What is needed – Arrange every line of the entries below as a Markdown table with the columns Index and Content, numbering the rows and omitting blank lines.

Material shown –
........

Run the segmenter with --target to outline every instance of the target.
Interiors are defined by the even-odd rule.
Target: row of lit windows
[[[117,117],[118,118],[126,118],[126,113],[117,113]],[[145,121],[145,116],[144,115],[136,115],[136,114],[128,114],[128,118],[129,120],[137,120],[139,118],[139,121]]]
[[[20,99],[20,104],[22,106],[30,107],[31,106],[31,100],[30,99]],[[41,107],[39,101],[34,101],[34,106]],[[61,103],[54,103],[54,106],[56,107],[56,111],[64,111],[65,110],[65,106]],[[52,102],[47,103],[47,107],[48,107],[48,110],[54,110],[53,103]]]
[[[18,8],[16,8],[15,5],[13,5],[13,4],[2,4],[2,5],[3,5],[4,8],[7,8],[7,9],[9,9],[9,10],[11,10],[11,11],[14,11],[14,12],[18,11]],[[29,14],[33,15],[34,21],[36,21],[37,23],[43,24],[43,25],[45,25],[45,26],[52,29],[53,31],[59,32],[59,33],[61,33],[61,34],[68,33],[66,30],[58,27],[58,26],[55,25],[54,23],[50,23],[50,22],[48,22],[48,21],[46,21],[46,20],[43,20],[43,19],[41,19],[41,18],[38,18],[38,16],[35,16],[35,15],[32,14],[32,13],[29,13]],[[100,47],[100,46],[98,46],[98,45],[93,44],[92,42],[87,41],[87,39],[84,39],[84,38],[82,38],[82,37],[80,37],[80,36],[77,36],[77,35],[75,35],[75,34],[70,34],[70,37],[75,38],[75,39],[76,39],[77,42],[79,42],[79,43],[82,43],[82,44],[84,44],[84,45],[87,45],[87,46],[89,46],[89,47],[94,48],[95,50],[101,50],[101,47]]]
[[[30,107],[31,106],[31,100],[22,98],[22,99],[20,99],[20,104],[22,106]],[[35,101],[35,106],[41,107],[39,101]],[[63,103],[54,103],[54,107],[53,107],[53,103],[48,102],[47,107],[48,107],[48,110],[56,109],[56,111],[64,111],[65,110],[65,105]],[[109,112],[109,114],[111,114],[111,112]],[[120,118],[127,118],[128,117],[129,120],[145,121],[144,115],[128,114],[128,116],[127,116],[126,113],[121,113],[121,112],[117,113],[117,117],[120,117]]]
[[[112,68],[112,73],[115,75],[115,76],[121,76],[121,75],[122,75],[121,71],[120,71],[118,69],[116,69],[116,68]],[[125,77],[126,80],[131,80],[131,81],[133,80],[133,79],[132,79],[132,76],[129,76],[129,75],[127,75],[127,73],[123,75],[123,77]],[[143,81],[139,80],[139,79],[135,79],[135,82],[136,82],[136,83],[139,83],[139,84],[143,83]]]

........

The answer –
| Index | Content |
|---|---|
| 1 | Run the segmenter with --target to outline every instance of the target. |
| 2 | Interiors are defined by the even-odd rule. |
| 3 | Target: row of lit windows |
| 4 | [[[117,117],[118,118],[126,118],[126,113],[117,113]],[[145,121],[145,116],[144,115],[136,115],[136,114],[128,114],[128,118],[129,120],[137,120],[139,118],[139,121]]] |
| 5 | [[[20,99],[20,104],[22,106],[30,107],[31,106],[31,100],[30,99]],[[41,107],[39,101],[34,101],[34,106]],[[61,103],[54,103],[54,106],[56,107],[56,111],[64,111],[65,110],[65,106]],[[52,102],[47,103],[47,107],[48,107],[48,110],[54,110],[53,103]]] |
| 6 | [[[18,8],[16,8],[15,5],[13,5],[13,4],[2,4],[2,5],[3,5],[4,8],[7,8],[7,9],[9,9],[9,10],[11,10],[11,11],[14,11],[14,12],[18,11]],[[29,14],[33,15],[34,21],[36,21],[37,23],[43,24],[43,25],[45,25],[45,26],[52,29],[53,31],[59,32],[59,33],[61,33],[61,34],[68,33],[66,30],[58,27],[58,26],[55,25],[54,23],[50,23],[50,22],[48,22],[48,21],[46,21],[46,20],[43,20],[43,19],[41,19],[41,18],[38,18],[38,16],[35,16],[35,15],[32,14],[32,13],[29,13]],[[100,47],[100,46],[98,46],[98,45],[93,44],[92,42],[87,41],[87,39],[84,39],[84,38],[82,38],[82,37],[80,37],[80,36],[77,36],[77,35],[75,35],[75,34],[70,34],[70,37],[75,38],[75,39],[76,39],[77,42],[79,42],[79,43],[82,43],[82,44],[84,44],[84,45],[87,45],[87,46],[89,46],[89,47],[94,48],[95,50],[101,50],[101,47]]] |
| 7 | [[[30,107],[31,106],[31,100],[22,98],[22,99],[20,99],[20,104],[22,106]],[[35,101],[35,106],[41,107],[39,101]],[[63,103],[54,103],[54,107],[53,107],[53,103],[48,102],[47,107],[48,107],[48,110],[56,109],[56,111],[64,111],[65,110],[65,105]],[[109,112],[109,114],[111,114],[111,112]],[[120,118],[127,118],[128,117],[129,120],[145,121],[144,115],[128,114],[128,116],[127,116],[126,113],[121,113],[121,112],[117,113],[117,117],[120,117]]] |
| 8 | [[[112,68],[112,73],[115,75],[115,76],[121,76],[121,75],[122,75],[121,71],[120,71],[118,69],[116,69],[116,68]],[[125,77],[126,80],[131,80],[131,81],[133,80],[133,79],[132,79],[132,76],[129,76],[129,75],[127,75],[127,73],[123,75],[123,77]],[[143,81],[139,80],[139,79],[135,79],[135,82],[136,82],[136,83],[139,83],[139,84],[143,83]]] |